[Stored records]
- - - - -
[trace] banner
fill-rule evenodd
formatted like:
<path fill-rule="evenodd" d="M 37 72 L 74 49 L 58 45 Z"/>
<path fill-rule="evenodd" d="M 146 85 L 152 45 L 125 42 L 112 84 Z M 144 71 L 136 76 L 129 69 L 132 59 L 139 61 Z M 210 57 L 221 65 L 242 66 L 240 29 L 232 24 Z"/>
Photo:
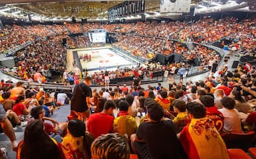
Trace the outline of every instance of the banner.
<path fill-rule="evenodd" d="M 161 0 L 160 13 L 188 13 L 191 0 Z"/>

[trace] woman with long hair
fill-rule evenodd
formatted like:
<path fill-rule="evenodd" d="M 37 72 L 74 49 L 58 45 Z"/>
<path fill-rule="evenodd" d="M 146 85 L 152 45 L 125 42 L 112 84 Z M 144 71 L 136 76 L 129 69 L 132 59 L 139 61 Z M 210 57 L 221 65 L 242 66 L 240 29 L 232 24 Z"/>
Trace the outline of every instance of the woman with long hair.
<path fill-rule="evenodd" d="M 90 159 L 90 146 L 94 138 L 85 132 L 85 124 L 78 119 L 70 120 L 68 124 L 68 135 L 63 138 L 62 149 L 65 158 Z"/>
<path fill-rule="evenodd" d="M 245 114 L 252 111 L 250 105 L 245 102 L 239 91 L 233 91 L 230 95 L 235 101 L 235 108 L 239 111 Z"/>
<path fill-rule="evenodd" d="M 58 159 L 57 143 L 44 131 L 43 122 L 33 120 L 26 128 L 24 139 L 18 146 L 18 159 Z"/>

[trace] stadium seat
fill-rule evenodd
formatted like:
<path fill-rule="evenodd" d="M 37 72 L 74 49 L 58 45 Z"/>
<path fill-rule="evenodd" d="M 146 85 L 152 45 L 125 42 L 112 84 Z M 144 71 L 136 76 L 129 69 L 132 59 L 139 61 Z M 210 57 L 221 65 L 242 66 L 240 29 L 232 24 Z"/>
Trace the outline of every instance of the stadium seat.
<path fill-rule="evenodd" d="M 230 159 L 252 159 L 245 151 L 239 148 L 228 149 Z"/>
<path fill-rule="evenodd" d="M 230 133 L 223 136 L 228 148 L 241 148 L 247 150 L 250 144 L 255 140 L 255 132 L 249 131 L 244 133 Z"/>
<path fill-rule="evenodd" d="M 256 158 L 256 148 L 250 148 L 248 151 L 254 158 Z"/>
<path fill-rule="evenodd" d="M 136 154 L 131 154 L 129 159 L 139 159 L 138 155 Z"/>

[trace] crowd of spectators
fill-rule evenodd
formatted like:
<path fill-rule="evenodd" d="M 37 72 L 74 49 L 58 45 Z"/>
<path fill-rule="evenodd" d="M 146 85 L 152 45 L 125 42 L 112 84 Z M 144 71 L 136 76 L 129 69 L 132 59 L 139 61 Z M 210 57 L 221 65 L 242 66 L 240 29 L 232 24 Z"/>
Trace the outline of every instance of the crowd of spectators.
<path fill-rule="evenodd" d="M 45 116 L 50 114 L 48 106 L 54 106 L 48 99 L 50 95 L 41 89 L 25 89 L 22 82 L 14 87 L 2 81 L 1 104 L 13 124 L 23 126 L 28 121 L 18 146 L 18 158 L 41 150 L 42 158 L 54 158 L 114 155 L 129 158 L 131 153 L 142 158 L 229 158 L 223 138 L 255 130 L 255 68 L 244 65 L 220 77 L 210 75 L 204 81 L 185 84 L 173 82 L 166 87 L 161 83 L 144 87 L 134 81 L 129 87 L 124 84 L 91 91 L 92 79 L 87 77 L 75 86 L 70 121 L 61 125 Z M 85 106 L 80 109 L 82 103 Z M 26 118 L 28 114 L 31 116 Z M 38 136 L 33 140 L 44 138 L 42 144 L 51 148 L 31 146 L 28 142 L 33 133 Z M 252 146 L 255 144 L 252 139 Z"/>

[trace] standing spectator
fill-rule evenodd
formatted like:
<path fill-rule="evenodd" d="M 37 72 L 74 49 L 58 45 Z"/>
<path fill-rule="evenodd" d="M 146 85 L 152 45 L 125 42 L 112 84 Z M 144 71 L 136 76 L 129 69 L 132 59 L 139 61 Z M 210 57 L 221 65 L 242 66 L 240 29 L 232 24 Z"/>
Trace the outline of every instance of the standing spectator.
- - - - -
Exercise aim: Rewrite the material above, replacing "stadium seat" with "grandstand seat" and keeping everything else the same. Omit the pictures.

Complete answer:
[trace] banner
fill-rule evenodd
formatted like:
<path fill-rule="evenodd" d="M 37 72 L 74 49 L 58 45 Z"/>
<path fill-rule="evenodd" d="M 146 85 L 152 45 L 125 42 L 112 84 Z M 144 71 L 136 76 L 129 69 L 132 59 L 139 61 Z M 210 57 L 221 65 L 242 66 L 240 29 L 232 24 Z"/>
Photo:
Trace the outline of every instance of the banner.
<path fill-rule="evenodd" d="M 161 0 L 160 13 L 188 13 L 191 0 Z"/>

[trace] woman with long hair
fill-rule evenodd
formatted like:
<path fill-rule="evenodd" d="M 37 72 L 74 49 L 58 45 Z"/>
<path fill-rule="evenodd" d="M 146 85 L 152 45 L 125 42 L 112 84 Z M 144 71 L 136 76 L 129 69 L 132 59 L 139 61 Z M 210 57 L 221 65 L 242 66 L 240 29 L 232 24 Z"/>
Trace the outline of every instance of the woman with long hair.
<path fill-rule="evenodd" d="M 90 159 L 90 146 L 94 138 L 85 132 L 85 124 L 78 119 L 70 120 L 68 124 L 68 135 L 63 138 L 62 149 L 65 158 Z"/>
<path fill-rule="evenodd" d="M 245 114 L 252 111 L 250 105 L 245 102 L 239 91 L 233 91 L 230 95 L 235 101 L 235 108 L 239 111 Z"/>
<path fill-rule="evenodd" d="M 58 159 L 57 143 L 44 131 L 43 122 L 33 120 L 26 128 L 24 139 L 18 146 L 18 159 Z"/>

[trace] grandstand seat
fill-rule evenodd
formatted like:
<path fill-rule="evenodd" d="M 37 72 L 74 49 L 58 45 Z"/>
<path fill-rule="evenodd" d="M 146 85 L 152 45 L 125 42 L 112 84 Z M 144 71 L 136 76 L 129 69 L 132 59 L 139 61 Z M 210 57 L 221 65 L 242 66 L 240 29 L 232 24 Z"/>
Trace the outline of every instance of the grandstand seat.
<path fill-rule="evenodd" d="M 230 159 L 252 159 L 245 151 L 239 148 L 228 149 Z"/>
<path fill-rule="evenodd" d="M 230 133 L 223 136 L 228 148 L 241 148 L 247 150 L 250 144 L 255 140 L 255 132 L 249 131 L 244 133 Z"/>
<path fill-rule="evenodd" d="M 256 158 L 256 148 L 250 148 L 248 151 L 254 158 Z"/>
<path fill-rule="evenodd" d="M 136 154 L 131 154 L 129 159 L 139 159 L 138 155 Z"/>

[trace] crowd of spectators
fill-rule evenodd
formatted like:
<path fill-rule="evenodd" d="M 37 72 L 74 49 L 58 45 Z"/>
<path fill-rule="evenodd" d="M 146 85 L 152 45 L 125 42 L 112 84 Z M 144 71 L 136 76 L 129 69 L 132 59 L 139 61 Z M 210 57 L 221 65 L 242 66 L 240 29 L 232 24 Z"/>
Trace the outline of every instance of the crowd of spectators.
<path fill-rule="evenodd" d="M 45 116 L 50 114 L 48 106 L 54 106 L 48 99 L 50 95 L 41 89 L 25 89 L 22 82 L 14 87 L 2 81 L 1 104 L 13 124 L 23 126 L 28 121 L 18 146 L 18 158 L 41 150 L 42 158 L 54 158 L 114 155 L 129 158 L 131 153 L 142 158 L 229 158 L 223 138 L 255 130 L 255 68 L 244 65 L 220 77 L 210 75 L 204 81 L 185 84 L 173 82 L 166 87 L 161 83 L 144 87 L 134 81 L 129 87 L 124 84 L 91 91 L 92 79 L 87 77 L 75 86 L 70 121 L 61 125 Z M 85 106 L 80 109 L 82 103 Z M 26 118 L 28 114 L 31 116 Z M 38 136 L 33 140 L 44 138 L 42 144 L 51 148 L 31 146 L 28 142 L 33 133 Z M 252 146 L 255 144 L 252 139 Z"/>

[trace] standing spectator
fill-rule evenodd
formatted like:
<path fill-rule="evenodd" d="M 37 72 L 74 49 L 58 45 Z"/>
<path fill-rule="evenodd" d="M 146 85 L 152 45 L 125 42 L 112 84 Z M 144 71 L 136 76 L 129 69 L 132 59 L 139 61 Z M 210 57 L 221 65 L 242 66 L 240 29 L 232 24 Z"/>
Trace the outline of every instance of the standing spectator.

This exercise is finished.